Written problem
Revise the records below, writing every one of them out again with "marker" changed to "point" wherever it occurs and all other text left as it is.

..........

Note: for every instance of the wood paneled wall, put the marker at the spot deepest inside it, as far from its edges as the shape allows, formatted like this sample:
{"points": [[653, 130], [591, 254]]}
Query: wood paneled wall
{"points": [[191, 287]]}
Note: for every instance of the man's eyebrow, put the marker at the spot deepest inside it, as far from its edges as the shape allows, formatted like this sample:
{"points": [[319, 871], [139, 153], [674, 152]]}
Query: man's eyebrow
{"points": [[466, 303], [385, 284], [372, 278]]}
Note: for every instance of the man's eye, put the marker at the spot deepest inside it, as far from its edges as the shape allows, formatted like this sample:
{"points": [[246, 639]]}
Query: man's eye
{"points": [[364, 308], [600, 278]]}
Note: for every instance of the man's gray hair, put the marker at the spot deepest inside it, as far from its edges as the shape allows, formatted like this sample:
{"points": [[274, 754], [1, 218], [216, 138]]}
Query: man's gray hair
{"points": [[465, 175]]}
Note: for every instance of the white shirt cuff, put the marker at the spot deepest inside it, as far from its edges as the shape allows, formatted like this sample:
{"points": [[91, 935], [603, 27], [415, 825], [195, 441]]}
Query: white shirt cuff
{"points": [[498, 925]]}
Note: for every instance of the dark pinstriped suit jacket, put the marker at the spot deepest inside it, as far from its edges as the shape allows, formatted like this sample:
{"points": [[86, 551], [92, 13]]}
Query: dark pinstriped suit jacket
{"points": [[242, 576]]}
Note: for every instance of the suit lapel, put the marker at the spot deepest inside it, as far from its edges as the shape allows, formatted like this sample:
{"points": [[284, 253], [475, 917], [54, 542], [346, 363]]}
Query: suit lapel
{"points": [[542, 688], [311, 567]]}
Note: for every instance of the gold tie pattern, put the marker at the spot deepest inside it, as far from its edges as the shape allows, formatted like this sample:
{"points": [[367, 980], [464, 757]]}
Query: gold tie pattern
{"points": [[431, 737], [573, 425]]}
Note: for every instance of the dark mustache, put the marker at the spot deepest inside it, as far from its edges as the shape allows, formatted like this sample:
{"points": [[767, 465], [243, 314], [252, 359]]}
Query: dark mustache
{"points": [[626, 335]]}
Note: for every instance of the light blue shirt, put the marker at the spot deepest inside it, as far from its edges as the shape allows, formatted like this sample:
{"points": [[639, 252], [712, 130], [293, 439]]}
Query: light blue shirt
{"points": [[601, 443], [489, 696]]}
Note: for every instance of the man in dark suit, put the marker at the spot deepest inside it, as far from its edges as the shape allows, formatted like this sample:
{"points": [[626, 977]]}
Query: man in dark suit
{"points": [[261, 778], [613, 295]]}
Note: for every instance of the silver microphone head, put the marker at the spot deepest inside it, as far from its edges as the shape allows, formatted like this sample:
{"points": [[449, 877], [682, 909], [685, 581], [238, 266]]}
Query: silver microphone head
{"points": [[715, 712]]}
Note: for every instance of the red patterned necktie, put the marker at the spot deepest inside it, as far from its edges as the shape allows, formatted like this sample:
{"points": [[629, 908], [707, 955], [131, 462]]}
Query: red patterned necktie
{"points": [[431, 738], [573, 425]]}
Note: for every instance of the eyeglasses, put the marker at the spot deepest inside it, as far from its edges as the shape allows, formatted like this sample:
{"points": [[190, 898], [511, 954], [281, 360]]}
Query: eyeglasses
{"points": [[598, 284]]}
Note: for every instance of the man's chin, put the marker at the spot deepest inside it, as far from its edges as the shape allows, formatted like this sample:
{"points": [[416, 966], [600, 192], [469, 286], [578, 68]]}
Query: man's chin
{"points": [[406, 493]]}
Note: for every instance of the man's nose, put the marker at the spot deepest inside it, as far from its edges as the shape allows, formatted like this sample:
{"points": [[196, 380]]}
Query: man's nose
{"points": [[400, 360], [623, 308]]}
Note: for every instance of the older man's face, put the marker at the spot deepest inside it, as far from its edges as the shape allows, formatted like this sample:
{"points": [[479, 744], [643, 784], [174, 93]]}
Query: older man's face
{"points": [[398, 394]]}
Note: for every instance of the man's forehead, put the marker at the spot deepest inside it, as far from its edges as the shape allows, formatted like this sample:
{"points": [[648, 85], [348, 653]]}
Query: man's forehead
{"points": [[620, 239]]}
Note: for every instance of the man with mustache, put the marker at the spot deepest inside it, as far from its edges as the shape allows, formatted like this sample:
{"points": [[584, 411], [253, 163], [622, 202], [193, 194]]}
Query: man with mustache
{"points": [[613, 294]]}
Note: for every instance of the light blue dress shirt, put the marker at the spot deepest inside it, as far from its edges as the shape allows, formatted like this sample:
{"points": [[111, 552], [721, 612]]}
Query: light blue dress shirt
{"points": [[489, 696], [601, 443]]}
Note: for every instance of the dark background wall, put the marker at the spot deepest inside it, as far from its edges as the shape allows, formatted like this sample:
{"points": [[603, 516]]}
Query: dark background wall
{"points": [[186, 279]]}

..........

Solved exercise
Note: for every instance of the wood paneled wall, put the point at the spot deepest inside it, as far from its edges as the shape allows, formatted like this sample:
{"points": [[653, 130], [591, 254]]}
Query: wood paneled wall
{"points": [[191, 287]]}
Note: for every instance of the man's eyebrow, put the point at the spot deepest inside it, as far from its edges as the shape allows, formatted like this sample:
{"points": [[319, 871], [139, 153], [674, 152]]}
Query: man's eyebrow
{"points": [[466, 303], [385, 284], [372, 278]]}
Note: for every instance of the man's eye, put the point at the spot deepest inside it, as far from its edges as the shape allows, formatted like this sample:
{"points": [[246, 639]]}
Query: man's eye
{"points": [[364, 308], [600, 278]]}
Note: for every instance of the man's gray hair, put the point at the spot deepest inside it, as far from its edges as the shape allows, formatted like this sample:
{"points": [[274, 754], [1, 218], [216, 138]]}
Query: man's gray hair
{"points": [[465, 175]]}
Note: for every instance of the white shirt cuff, put the point at the spot deepest inside it, as far from its edges as the shape allows, formatted like this sample:
{"points": [[91, 935], [603, 27], [415, 825], [195, 441]]}
Query: white shirt cuff
{"points": [[498, 925]]}
Note: for every instance of the dark pinstriped suit jacket, put the point at the spot deepest inside it, as far from its edges as the shape allows, formatted like this sample:
{"points": [[86, 551], [92, 13]]}
Query: dark pinstriped suit jacket
{"points": [[242, 576]]}
Note: for every instance of the suit lapel, put the point at the spot deepest inside it, as far from its edges as the shape allows, formatted like this sample:
{"points": [[284, 253], [475, 917], [54, 542], [346, 363]]}
Query: suit lapel
{"points": [[542, 688], [311, 567]]}
Note: for every instance of the gold tie pattern, put the point at the spot deepest inside it, as far from its edges as the shape allows, formatted like this sample:
{"points": [[367, 980], [464, 757]]}
Query: gold tie pattern
{"points": [[431, 737], [573, 425]]}
Note: for every instance of the dark mustache, put the point at the spot deepest inside it, as far from its edges as the shape allows, formatted like this sample:
{"points": [[767, 465], [243, 314], [252, 359]]}
Query: dark mustache
{"points": [[626, 335]]}
Note: for every instance of the light blue shirt, put the point at the spot deepest inside it, as far from its edges as the shape allows, formatted like this sample:
{"points": [[639, 252], [712, 130], [293, 439]]}
Query: light blue shirt
{"points": [[601, 443], [489, 696]]}
Note: for every instance of the man in dark suit, put the point at the spot deepest inside it, as far from its edges as the shape allows, formatted like this sample:
{"points": [[626, 977]]}
Query: man in dark suit
{"points": [[261, 778], [613, 295]]}
Note: for every instance of the silver microphone head, put the point at the spot deepest inside it, as far from its edges as the shape allows, formatted like this sample:
{"points": [[449, 877], [682, 909], [685, 581], [238, 266]]}
Query: silver microphone head
{"points": [[715, 712]]}
Note: for every instance of the red patterned necktie, put the point at the spot deepest inside it, as far from its edges as the shape allows, formatted like this sample:
{"points": [[629, 908], [707, 955], [131, 462]]}
Query: red patterned necktie
{"points": [[431, 738], [573, 425]]}
Note: for every instance of the eyeglasses, put the point at the spot deepest inside it, as far from its edges as the shape allows, formatted like this sample:
{"points": [[190, 898], [511, 954], [281, 360]]}
Query: eyeglasses
{"points": [[598, 284]]}
Note: for every instance of the man's chin, put the point at the spot deepest inside it, as far from its edges as the shape allows, formatted like this sample:
{"points": [[416, 966], [600, 192], [469, 286], [578, 68]]}
Query: man's chin
{"points": [[406, 493]]}
Note: for every instance of the man's nose, put the point at the spot deepest inside it, as far from its edges as the shape allows, formatted like this sample:
{"points": [[196, 380]]}
Query: man's nose
{"points": [[400, 360], [623, 308]]}
Note: for every instance of the older man's face, put the point at the spot deepest inside it, as far from its edges as the shape allows, formatted like this sample:
{"points": [[479, 744], [643, 784], [174, 93]]}
Query: older man's face
{"points": [[398, 394]]}
Note: for every instance of the man's forehead, put the point at the spot deepest inside it, as far from its edges as the shape allows, formatted like this sample:
{"points": [[648, 85], [348, 653]]}
Query: man's forehead
{"points": [[620, 239]]}
Note: for every instance of the man with mustache, put the point at the spot deepest inside it, as far from its edges as the shape allows, formatted like this sample:
{"points": [[584, 411], [253, 163], [622, 202], [193, 194]]}
Query: man with mustache
{"points": [[613, 294]]}
Note: for every instance of the light blue dress shirt, put the point at the spot deepest inside it, as far from its edges as the shape allows, formatted like this sample:
{"points": [[111, 552], [721, 612]]}
Query: light blue dress shirt
{"points": [[489, 696], [601, 443]]}
Note: for every instance of the dark background wall, put the point at the spot deepest inside it, as far from its edges as the shape allows, formatted like this sample:
{"points": [[603, 516]]}
Query: dark background wall
{"points": [[186, 279]]}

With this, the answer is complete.